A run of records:

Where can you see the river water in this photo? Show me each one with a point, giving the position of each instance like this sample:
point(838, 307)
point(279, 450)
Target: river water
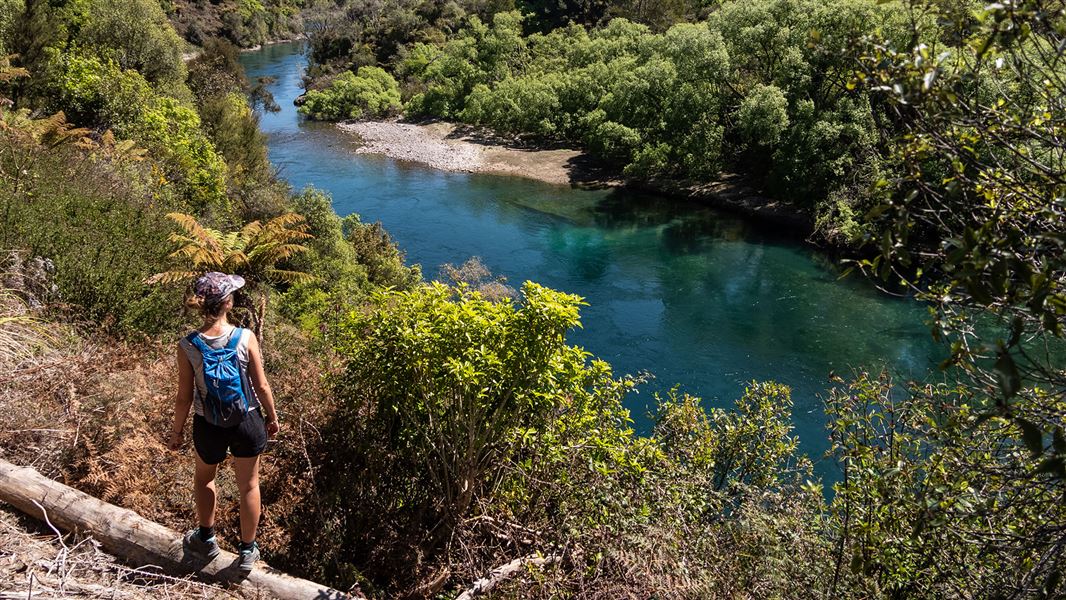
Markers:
point(694, 296)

**Aim of the exercise:**
Change every "river water" in the material to "lake water" and keep all other text the same. Leave the pictures out.

**Exercise output:**
Where can you see the lake water in this photo? Show me each one with a point, giving the position of each instance like this sample:
point(838, 307)
point(279, 450)
Target: lake water
Markers:
point(694, 296)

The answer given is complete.